> _Task requirements_
Your task is to extract every entry that follows word for word while excluding the pictures.

☆ ☆ ☆ ☆

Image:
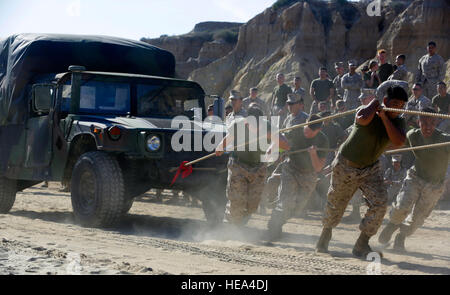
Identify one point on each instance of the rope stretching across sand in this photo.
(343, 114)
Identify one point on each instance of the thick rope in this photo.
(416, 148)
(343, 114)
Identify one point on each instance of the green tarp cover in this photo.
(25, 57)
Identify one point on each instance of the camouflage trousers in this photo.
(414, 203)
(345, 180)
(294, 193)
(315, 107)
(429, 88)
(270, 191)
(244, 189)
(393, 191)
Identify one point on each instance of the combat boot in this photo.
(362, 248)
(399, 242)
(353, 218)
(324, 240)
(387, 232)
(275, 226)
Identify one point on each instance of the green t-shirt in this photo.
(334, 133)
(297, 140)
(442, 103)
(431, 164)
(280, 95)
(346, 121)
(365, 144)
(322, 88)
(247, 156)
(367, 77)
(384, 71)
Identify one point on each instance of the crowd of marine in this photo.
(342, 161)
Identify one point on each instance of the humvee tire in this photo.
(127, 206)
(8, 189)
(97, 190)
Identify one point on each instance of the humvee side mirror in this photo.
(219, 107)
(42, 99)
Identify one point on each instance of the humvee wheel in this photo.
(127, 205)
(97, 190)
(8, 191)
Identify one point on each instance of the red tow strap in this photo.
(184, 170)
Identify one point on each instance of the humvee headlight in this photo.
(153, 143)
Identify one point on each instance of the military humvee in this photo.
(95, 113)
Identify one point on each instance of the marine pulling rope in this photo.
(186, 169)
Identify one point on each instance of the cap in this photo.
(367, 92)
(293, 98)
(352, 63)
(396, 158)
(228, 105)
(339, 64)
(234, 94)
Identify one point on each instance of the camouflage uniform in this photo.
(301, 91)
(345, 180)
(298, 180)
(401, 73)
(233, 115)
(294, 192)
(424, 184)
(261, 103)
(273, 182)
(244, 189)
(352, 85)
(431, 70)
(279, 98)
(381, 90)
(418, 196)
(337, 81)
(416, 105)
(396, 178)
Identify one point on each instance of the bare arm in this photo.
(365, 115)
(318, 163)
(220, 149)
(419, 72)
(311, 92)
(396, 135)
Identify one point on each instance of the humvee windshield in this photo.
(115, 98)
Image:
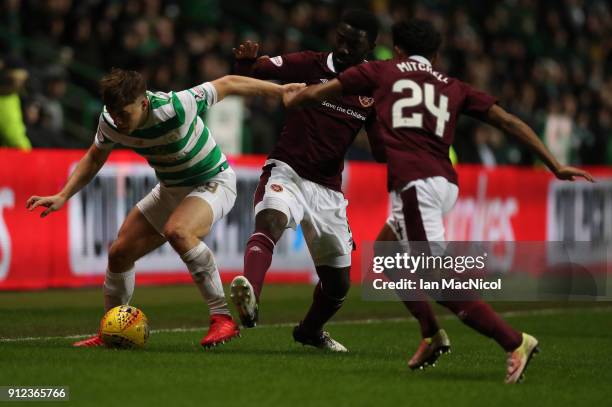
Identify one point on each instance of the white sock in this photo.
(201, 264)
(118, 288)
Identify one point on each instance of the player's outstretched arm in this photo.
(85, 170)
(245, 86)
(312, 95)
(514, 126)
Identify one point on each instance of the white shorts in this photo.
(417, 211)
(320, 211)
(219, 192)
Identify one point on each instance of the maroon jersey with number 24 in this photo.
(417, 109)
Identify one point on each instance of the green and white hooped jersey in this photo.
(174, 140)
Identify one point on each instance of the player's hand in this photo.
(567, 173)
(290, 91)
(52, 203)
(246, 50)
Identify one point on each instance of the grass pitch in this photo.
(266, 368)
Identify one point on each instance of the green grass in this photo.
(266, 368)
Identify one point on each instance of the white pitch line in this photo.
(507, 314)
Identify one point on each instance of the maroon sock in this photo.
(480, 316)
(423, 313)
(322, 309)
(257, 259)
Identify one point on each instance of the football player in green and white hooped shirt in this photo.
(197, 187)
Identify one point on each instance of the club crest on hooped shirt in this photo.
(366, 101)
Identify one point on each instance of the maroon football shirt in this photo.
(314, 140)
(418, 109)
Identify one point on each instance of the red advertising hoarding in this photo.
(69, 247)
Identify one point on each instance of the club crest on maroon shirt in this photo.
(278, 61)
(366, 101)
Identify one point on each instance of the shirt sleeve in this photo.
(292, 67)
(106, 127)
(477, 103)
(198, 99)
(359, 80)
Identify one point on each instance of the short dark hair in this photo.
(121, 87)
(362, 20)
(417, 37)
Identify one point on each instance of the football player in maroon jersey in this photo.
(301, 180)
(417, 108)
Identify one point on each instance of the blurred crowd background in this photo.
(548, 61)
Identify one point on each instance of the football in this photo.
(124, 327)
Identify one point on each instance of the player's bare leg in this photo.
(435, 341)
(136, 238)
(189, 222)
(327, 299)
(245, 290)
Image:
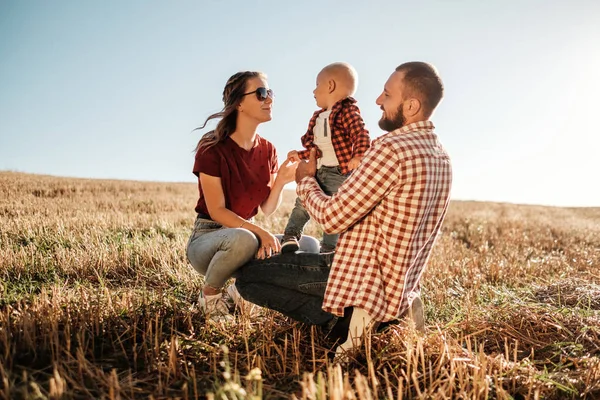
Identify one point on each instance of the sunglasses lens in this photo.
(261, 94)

☆ ☆ ☆ ☆

> _Expected answer_
Image:
Identify one point on each instance of the rope stretching across sand in this photo.
(343, 114)
Identify one point on each instance of the thick rope in this photo.
(416, 148)
(343, 114)
Identify one point on each instance of the green tarp cover in this photo.
(25, 57)
Identify one point on each instance of the camouflage trousers in this photo.
(414, 203)
(345, 180)
(294, 193)
(315, 107)
(429, 88)
(270, 191)
(244, 189)
(393, 191)
Identify one point on each instance of the combat boot in this photo.
(362, 248)
(399, 242)
(353, 218)
(324, 240)
(387, 232)
(275, 226)
Identify one point on each instance of the green t-shirt in this photo.
(334, 133)
(297, 140)
(442, 103)
(431, 164)
(280, 95)
(346, 121)
(365, 144)
(322, 88)
(247, 156)
(367, 77)
(384, 71)
Identify one point on each instance of the crowd of marine in this photo.
(342, 161)
Identify one point on each instance of the humvee tire in this photo.
(127, 206)
(8, 189)
(97, 190)
Identify one point on each instance of the humvee side mirror in this photo.
(219, 107)
(42, 99)
Identify one point on each instance of the humvee wheel in this photo.
(127, 205)
(97, 190)
(8, 191)
Identify one point on each instance of the red tow strap in this photo.
(184, 170)
Identify one point on each instance of the humvee headlight in this photo.
(153, 143)
Identify one point on each instance of the military humvee in this photo.
(95, 113)
Identify one point on each instance of the marine pulling rope in this photo.
(186, 169)
Identify one point on each instance of the cap in this photo.
(367, 92)
(293, 98)
(352, 63)
(396, 158)
(228, 105)
(339, 64)
(234, 94)
Identify one point on each instance of the camouflage uniform in this photo.
(301, 91)
(345, 180)
(298, 180)
(401, 73)
(233, 115)
(294, 192)
(424, 184)
(261, 103)
(273, 182)
(244, 189)
(352, 85)
(431, 70)
(279, 98)
(381, 90)
(418, 196)
(337, 81)
(416, 105)
(396, 178)
Identify one point on each instance of the bare arm in this photo.
(365, 115)
(318, 163)
(220, 149)
(419, 72)
(311, 92)
(396, 135)
Identify one point on each instance of the humvee windshield in this photo.
(115, 98)
Image:
Identify one point on each instance of the white sock in this photo.
(201, 264)
(118, 288)
Identify one point on each instance of the player's outstretched arm in this photo.
(85, 170)
(245, 86)
(312, 95)
(514, 126)
Identify one point on each instance of the white shorts in this photo.
(417, 211)
(320, 211)
(219, 192)
Identify one point on each instance of the maroon jersey with number 24 in this photo.
(417, 109)
Identify one point on each instance of the green and white hooped jersey in this photo.
(174, 140)
Identify one point on each instance of the player's hand in this photo.
(567, 173)
(290, 91)
(52, 203)
(246, 50)
Identify one point on each instance of the grass pitch in this photo.
(266, 368)
Identify one point on each instance of the green grass in this photo.
(266, 368)
Identify one point on each instance of the white pitch line in this photo.
(507, 314)
Identify one point on each instance of the maroon sock in this photo.
(480, 316)
(423, 313)
(322, 309)
(257, 259)
Identify one point on each instance of the football player in green and white hooped shirt in this photo.
(197, 187)
Identify one point on each instance of the club crest on hooped shirt in this photo.
(366, 101)
Identify one point on each instance of the maroon football shirt in this photo.
(314, 140)
(418, 109)
Identify one point on each instance of the red advertising hoarding in this photo.
(69, 247)
Identify one point on each instance of the club crest on maroon shirt in this photo.
(278, 61)
(366, 101)
Identify one point on each instance of the shirt sleeve in this photo.
(292, 67)
(106, 127)
(477, 103)
(198, 99)
(359, 80)
Identify one point on each instance of the short dark hair in this photo.
(121, 87)
(362, 20)
(417, 37)
Identify one point on each instance of the football player in maroon jersey in this photo.
(301, 180)
(417, 108)
Identify one point on each instance of the blurred crowd background in this photo.
(548, 61)
Identify one point on each instance of the football in this photo.
(124, 327)
Identify one point on each instance of the player's bare leg in this photo.
(435, 341)
(136, 238)
(189, 222)
(327, 299)
(245, 290)
Image:
Identify one point on each instance of the sunglasses lens in this photo.
(261, 94)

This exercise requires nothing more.